- [RECORDS SHOWN]
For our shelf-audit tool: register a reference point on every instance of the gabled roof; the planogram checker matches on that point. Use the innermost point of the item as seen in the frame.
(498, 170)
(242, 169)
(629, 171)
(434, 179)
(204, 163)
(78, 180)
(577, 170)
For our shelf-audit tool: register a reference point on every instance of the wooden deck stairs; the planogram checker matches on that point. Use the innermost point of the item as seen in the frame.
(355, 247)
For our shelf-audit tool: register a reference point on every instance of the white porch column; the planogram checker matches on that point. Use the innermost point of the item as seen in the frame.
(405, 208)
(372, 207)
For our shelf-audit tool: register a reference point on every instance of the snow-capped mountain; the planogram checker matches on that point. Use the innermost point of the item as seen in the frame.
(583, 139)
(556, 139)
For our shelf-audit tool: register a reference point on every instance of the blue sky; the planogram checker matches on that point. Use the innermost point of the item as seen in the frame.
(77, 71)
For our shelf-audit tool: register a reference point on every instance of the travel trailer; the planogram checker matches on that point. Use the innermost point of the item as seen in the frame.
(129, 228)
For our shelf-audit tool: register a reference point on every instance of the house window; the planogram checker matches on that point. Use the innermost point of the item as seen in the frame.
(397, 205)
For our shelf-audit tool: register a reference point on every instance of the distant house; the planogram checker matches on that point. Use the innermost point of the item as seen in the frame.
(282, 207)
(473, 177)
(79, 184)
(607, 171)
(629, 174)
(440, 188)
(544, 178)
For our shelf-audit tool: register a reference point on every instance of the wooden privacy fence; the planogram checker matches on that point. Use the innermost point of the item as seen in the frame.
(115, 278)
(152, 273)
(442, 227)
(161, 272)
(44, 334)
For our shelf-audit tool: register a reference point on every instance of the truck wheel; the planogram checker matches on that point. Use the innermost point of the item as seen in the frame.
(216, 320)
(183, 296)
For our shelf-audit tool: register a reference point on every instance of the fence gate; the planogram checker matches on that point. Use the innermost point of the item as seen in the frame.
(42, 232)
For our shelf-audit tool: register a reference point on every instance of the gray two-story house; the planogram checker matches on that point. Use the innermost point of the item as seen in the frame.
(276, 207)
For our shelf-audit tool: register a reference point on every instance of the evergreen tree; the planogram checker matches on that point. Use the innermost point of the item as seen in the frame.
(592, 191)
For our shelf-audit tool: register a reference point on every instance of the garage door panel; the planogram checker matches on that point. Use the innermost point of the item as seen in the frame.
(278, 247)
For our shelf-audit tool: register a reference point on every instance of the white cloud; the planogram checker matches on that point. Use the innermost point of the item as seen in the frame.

- [THE EXERCISE] Copy the lines from the one containing "of the fence" through the end of the data, swapping "planogram checker" for "layout checker" and leaving everything else unchanged.

- [EXERCISE RESPONSE]
For our shelf-audit tool: register a reference point on every instance of the fence gate; the layout checker matches on that point. Use the innermost point of the item as seen in the frame.
(42, 232)
For our shelf-audit tool: register a reference point on every instance of the gray two-story house; the layout checker matches on that point. Use the innermost point of the item as seen in the frame.
(276, 207)
For our shelf-audit tool: register a reference point on every instance of the evergreen tree; the layout checker matches on that point. Use the innermost point of the item as seen in the frame.
(592, 191)
For our shelf-audit tool: register a reference point on every instance of the garage door panel; the layout checker matches on that point. Use the innermost point of the item as seen in the frame.
(278, 247)
For our shelf-audit tool: register a reference point on every instance of the white cloud; the layout checker matches on that point. Use the innermost point of the item as seen in the frame.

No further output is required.